• _WHAT TO PRODUCE_: Apart from the pictures, every entry below must be given again exactly.

:: LISTED RECORDS ::

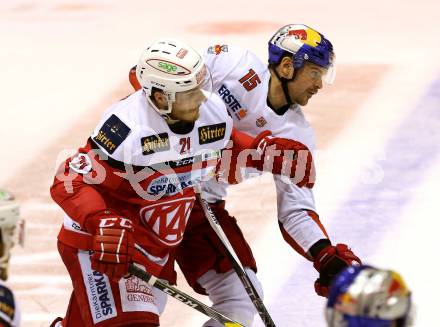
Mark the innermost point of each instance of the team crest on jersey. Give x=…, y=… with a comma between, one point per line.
x=155, y=143
x=260, y=122
x=217, y=49
x=182, y=53
x=212, y=133
x=168, y=219
x=112, y=134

:::

• _OUTPUT OF THE EXERCISE_:
Mark the innermost point of each instance of the team crest on jersey. Give x=…, y=… with a comma between, one point per line.
x=155, y=143
x=260, y=122
x=217, y=49
x=182, y=53
x=212, y=133
x=168, y=219
x=112, y=134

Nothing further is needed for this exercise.